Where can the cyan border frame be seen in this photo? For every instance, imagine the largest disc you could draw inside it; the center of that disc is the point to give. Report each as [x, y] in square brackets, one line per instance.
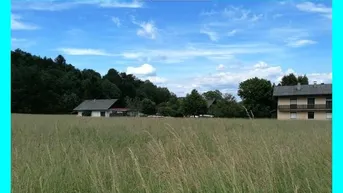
[337, 62]
[5, 97]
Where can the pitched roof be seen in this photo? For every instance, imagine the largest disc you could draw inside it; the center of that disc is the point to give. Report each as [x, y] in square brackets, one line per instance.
[319, 89]
[97, 104]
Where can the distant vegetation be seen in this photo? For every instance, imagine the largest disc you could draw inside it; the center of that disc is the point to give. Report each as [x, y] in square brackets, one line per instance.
[47, 86]
[55, 154]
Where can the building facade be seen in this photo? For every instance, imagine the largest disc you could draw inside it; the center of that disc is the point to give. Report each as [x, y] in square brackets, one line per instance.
[100, 108]
[304, 102]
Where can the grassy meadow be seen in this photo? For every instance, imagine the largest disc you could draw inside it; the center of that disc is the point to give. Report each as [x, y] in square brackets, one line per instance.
[68, 154]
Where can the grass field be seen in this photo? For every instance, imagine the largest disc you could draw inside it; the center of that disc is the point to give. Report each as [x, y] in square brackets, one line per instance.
[67, 154]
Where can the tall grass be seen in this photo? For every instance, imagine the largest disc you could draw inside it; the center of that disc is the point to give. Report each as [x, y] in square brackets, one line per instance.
[54, 154]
---
What is expected: All entries above should be printed exactly, though without their pictures.

Answer to this task:
Where can the cyan border frame be seen in this photo? For every instance, imagine the largest disc you could draw inside it; the center of that disc is the point to give. Report each as [x, y] in square brackets, one line per instance.
[337, 62]
[5, 97]
Where can the pitched roof be seen in this photo? For every instance, imagine the largest disc you could draw inside it; the center of that disc is the point to give. Report each as [x, y] in square brackets, one line per instance.
[319, 89]
[97, 104]
Where can the distant vegetation be seen in this photo? For every instance, imagine the largest disc you could draw inside it; the center of that disc is the point to give. Report each as [x, y] in square brackets, one line per instance.
[47, 86]
[55, 154]
Where can the building facade be seen in this photo? For every instance, imagine the largest disc you could draw inside it; the center of that disc is the point to give. Report each as [x, y] in square brackets, one line per instance.
[100, 108]
[304, 102]
Where can the grassy meadow be seen in this photo? For every instance, imagine the largest disc you could draw inside it; the center of that disc is the point to give. Report each as [x, y] in square brackets, one line per instance.
[68, 154]
Where can the grass field be seen in this photo? For every instance, imagine the largest disc you could draw inside it; the center of that disc is the point to give. Report each as [x, y] in square brackets, one line per instance.
[67, 154]
Where can the tall grass be seen in this photo? For every instance, imagine the largest disc you could draw inside it; the center of that disc is the point to give. Report each as [x, y] in square brackets, one line per instance.
[54, 154]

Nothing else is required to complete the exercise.